• WHAT YOU WILL DO: Return every line below as is, leaving out the pictures.

-- start of MATERIAL FOR THE TASK --

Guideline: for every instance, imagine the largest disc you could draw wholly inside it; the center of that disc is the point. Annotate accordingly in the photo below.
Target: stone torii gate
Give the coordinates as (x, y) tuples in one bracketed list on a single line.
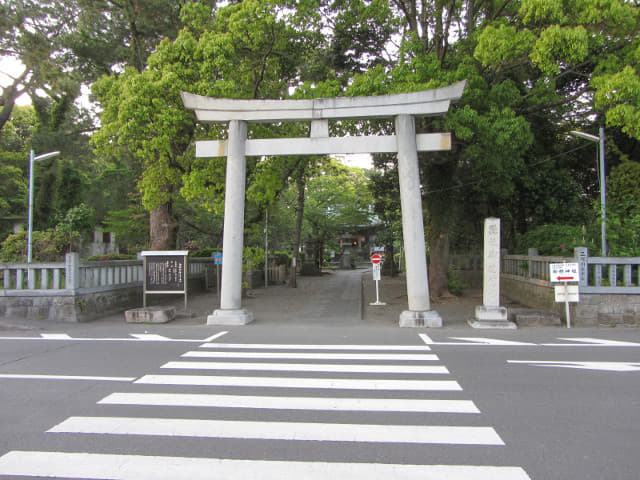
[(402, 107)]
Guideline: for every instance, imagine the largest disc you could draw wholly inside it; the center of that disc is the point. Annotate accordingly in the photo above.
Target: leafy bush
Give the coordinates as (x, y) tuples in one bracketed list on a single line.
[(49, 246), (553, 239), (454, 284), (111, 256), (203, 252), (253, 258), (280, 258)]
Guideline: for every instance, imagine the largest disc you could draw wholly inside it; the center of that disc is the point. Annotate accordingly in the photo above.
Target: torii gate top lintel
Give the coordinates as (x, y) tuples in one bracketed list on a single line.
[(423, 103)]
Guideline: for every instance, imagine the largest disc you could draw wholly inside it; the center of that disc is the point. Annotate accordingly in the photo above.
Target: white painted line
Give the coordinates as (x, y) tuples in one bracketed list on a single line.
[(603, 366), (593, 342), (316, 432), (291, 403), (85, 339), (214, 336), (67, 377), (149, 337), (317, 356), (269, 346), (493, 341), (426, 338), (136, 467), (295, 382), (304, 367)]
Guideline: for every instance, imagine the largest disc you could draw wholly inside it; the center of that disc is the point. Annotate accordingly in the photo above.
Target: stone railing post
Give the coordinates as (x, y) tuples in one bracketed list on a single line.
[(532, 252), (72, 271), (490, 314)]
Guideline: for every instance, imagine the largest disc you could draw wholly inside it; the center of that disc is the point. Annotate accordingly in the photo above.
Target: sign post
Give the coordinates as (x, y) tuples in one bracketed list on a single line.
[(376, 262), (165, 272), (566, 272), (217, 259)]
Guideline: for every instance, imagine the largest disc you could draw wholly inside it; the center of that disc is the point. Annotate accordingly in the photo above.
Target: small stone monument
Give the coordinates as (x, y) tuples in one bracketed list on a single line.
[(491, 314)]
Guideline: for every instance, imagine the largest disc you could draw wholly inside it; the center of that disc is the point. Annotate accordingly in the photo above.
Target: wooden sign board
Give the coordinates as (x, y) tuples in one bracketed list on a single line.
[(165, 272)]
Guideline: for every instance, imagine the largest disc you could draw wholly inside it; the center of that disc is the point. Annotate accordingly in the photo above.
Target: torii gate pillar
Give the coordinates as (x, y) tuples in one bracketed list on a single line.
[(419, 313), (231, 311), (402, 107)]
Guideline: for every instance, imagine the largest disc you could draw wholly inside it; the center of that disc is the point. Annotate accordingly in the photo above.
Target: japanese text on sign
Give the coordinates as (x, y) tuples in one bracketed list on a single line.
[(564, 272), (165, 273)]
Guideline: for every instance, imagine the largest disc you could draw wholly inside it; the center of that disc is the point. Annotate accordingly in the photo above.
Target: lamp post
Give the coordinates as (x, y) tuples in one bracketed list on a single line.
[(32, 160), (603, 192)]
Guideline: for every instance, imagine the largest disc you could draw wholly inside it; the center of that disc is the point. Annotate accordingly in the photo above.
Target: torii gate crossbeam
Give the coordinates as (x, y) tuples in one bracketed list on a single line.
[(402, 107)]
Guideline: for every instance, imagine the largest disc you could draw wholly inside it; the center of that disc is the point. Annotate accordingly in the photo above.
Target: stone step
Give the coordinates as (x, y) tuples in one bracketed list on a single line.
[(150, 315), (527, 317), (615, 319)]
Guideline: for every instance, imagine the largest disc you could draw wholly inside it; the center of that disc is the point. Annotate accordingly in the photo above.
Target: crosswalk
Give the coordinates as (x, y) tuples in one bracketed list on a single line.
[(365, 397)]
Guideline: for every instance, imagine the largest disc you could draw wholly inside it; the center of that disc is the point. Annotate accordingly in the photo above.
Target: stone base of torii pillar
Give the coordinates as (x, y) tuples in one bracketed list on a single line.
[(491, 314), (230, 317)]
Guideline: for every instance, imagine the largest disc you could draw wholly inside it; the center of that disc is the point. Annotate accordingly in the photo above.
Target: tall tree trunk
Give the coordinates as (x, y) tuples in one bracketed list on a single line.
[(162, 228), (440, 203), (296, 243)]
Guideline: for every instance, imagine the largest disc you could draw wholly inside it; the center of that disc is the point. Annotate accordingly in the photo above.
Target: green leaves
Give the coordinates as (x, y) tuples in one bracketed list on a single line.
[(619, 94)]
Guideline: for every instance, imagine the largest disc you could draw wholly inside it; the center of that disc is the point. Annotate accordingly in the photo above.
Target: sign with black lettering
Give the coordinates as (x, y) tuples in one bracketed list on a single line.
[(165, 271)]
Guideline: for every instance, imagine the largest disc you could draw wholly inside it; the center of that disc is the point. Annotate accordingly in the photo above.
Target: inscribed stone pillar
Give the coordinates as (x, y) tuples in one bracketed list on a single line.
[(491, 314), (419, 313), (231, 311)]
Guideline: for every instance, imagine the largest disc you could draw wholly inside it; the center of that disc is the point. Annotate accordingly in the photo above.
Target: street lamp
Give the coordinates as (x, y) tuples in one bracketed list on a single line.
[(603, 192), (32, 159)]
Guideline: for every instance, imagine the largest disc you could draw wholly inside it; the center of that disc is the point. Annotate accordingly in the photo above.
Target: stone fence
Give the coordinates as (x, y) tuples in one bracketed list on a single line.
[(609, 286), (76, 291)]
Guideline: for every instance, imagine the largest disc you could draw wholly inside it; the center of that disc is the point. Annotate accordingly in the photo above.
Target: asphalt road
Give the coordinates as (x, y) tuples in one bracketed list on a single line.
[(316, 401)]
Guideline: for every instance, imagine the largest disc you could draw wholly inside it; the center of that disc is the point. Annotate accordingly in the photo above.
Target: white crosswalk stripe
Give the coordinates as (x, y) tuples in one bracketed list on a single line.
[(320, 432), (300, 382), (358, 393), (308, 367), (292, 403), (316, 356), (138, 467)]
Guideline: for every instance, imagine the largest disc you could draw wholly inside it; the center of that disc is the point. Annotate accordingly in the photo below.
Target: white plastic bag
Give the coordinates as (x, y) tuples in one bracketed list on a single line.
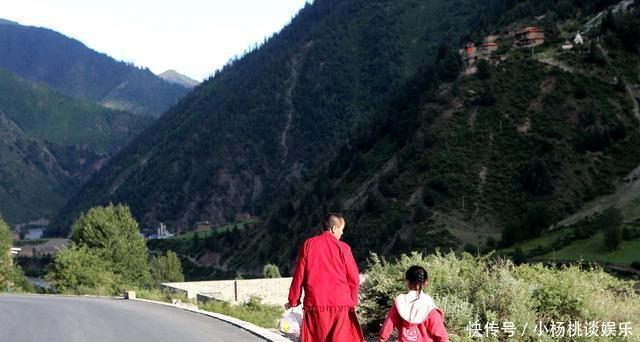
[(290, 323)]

-- end of MATERIAL FOR THE TASK --

• RIGHT ANSWER:
Guideline: for every instance, imagine the largest disc you could draw wholly inside it; the center of that disc is the point. Annotate accordingly in the photo below.
Target: stone torii gate
Give the coordinates as (x, y) tuples in one bracketed list on a single line.
[(402, 107)]
Guideline: for every instance, imagine the largest disc you could draw wholly inside it; the center of that disc is the point. Annotate accordingly in the photo above.
Target: leafy bush
Give the coordinates as (x, y) tuples in one bracketed list on a single line.
[(49, 246), (553, 239), (454, 284), (111, 256), (203, 252), (253, 258), (280, 258)]
Guideline: for every instance, imagine the largest disc you could draw wholly inside it; the center of that disc is the point. Annotate accordingly in the photo above.
Target: torii gate top lintel
Give the coordinates as (x, y) tuples in one bracketed list on a single line.
[(423, 103)]
Guideline: for every instance, imagine the largest disc you could draw wholly inside it; the center of that disc is the point. Annotate accordingly in the photo above.
Target: white painted line
Give the coordinates as (x, y) tuples in one bracketed list on a single line.
[(603, 366), (593, 342), (316, 432), (291, 403), (85, 339), (214, 336), (67, 377), (149, 337), (317, 356), (269, 346), (493, 341), (426, 338), (136, 467), (295, 382), (304, 367)]
Guideline: for every instance, imagine the largest disc you could draw wholly inside it; the center of that disc is the point. Annotate accordingly in the photo above.
Target: stone railing post
Give the coordinates as (x, y) tuples in one bracketed list on a single line.
[(532, 252), (72, 271), (490, 314)]
Guideline: for every instance, imagine the largest disc you could draw wholly inside it; the center of that disc is the point. Annotate accordingly in the photo above.
Target: sign post
Give the coordinates as (x, y) tuples in one bracketed list on a single line.
[(376, 262), (165, 272), (566, 272), (217, 259)]
Guideline: for every instance, imagine the largest disc you could draw wholly inside it; the center of that disc is the point. Annotate accordingly in the photo above.
Target: small stone monument
Give the coordinates as (x, y) tuples in one bracketed list on a single line.
[(491, 314)]
Guideline: for every instance, imagine the largest disc you could draw wholly inside it; the center of that disc is the point. Annotate accordingly in the photo above.
Target: wooden sign board
Give the coordinates as (x, y) tuples in one bracketed list on a single line.
[(165, 272)]
Guideline: for every instance, imagine the largest disc you could draw wholly inside it; the center of that disc is the point. Annotate accordingly in the photo above.
Target: torii gate pillar
Give the coordinates as (x, y) tuples in one bracketed list on a single line.
[(419, 313), (231, 311), (402, 107)]
Guideline: for every instance, imagine the largest disc you could draw wholly inside it; the center of that disc is the point. Annotate accordingly in the photo above.
Target: japanese text on sign
Give the coordinates as (x, y) tuples in one bracketed list on a single line.
[(564, 272), (165, 273)]
Guideline: for every instance, imagine the largest disc you could draw wholly inside it; the center of that disc is the point. Annotate accordingly in the photo above.
Target: lamp post
Give the coordinates as (x, y) tuples in one bracketed list on a single line.
[(32, 160), (603, 192)]
Guideline: for every instance, imagine the largest disc you could draw wholly inside it; the center of that disc is the point. Annotate accordingly in the photo above.
Target: torii gate crossbeam
Give the coordinates as (x, y) tuples in one bracketed list on a single line.
[(402, 107)]
Guideline: for every instance, imagine the largest disc you could draw wholly inside it; the center of that disc is the point. Annotate accordingly in the photo above.
Target: stone step
Give the coordinates as (x, y) tuples in one bracketed list on a single line.
[(150, 315), (527, 317), (615, 319)]
Guideline: for every instance, imagine the largest disc you could draw wholly inside it; the center of that disc is the point. Annotate accordingly in the photo above.
Target: crosswalk
Give the coordinates as (x, y) tuples in one bracketed list on a single line.
[(365, 397)]
Guideline: for every instance, imagine the largest disc you could draw wholly inside it; the center of that disc is the point. Annotate accordingly in the photo above.
Target: stone base of torii pillar
Give the coordinates as (x, y) tuples in one bracketed list on a single line.
[(491, 314), (230, 317)]
Guideline: for every instance, imagine the largest disc you could draw wholly inside it; the center of that disc is the point. Annotate accordingly in the photo above.
Target: tall tree trunk
Give the coordinates as (x, y) tuples in one bracketed list on a single line.
[(162, 228), (440, 203), (296, 243)]
Guideline: for every instance, imagine the largest disc you could draw wholly inside it; the center of that disc is the point. Annotate accordingly in the photo above.
Target: green leaves
Give the coordinates as (x, y) tuples in one bracketed list on a single line.
[(619, 94)]
Guideline: for every instance, imagine the largest disc you could draw wholly inside it; the center of that disc is the point. Annotate accordingly in the photo above.
Target: sign with black lettering
Give the coordinates as (x, y) tuples in one bracketed list on a single line.
[(165, 271)]
Guideline: for every instance, imagine the largest disc you could draw wholly inside it; the center of that disc is the point. Annotate accordingly in the photo above.
Target: inscribed stone pillar
Give the coordinates as (x, y) tuples in one bracketed list on a single line.
[(491, 314), (419, 313), (231, 311)]
Guideline: for every instance, imagine the largest disc you could draw wholly inside it; the center of that disc is the point. Annotate accordingly in the photo above.
Target: street lamp
Give the coordinates as (x, y) tuples in one bracketed list on a single line.
[(603, 192), (32, 159)]
Guideline: for every instance, imagine the largest disc you could draw wholly inside it; the center of that disc is the point. Annotate accordingly in the photo above.
Target: stone fence
Give the coordinates as (x, y) tuples in one bracketed list on a single line.
[(609, 286), (76, 291)]
Guideline: for every instance, imagine the largest disc you could draw wholly inside it; the center of that disc is the point. Annotate accordingly in the photo above.
Target: asphalt road
Give the coordinates as (x, y) tuples in one bracketed list on a single line.
[(316, 401)]
Guideline: for every instance, imagine the largest disc you could draw wholly inside it; the center of that disc is the point. Annotate accordingly in the photo above.
Target: white crosswalk stripe
Give the coordinates as (x, y) tuples in one bracketed list on a single line.
[(320, 432), (300, 382), (358, 393), (308, 367), (292, 403), (316, 356), (138, 467)]
Guideline: for every instance, imagine the largest disc you could draw wholly inside it; the center of that disc is the point. Annotate accordingly in the photo below.
Target: white plastic bag
Give the coordinates as (x, y) tuples in one bracketed list on a single line.
[(290, 323)]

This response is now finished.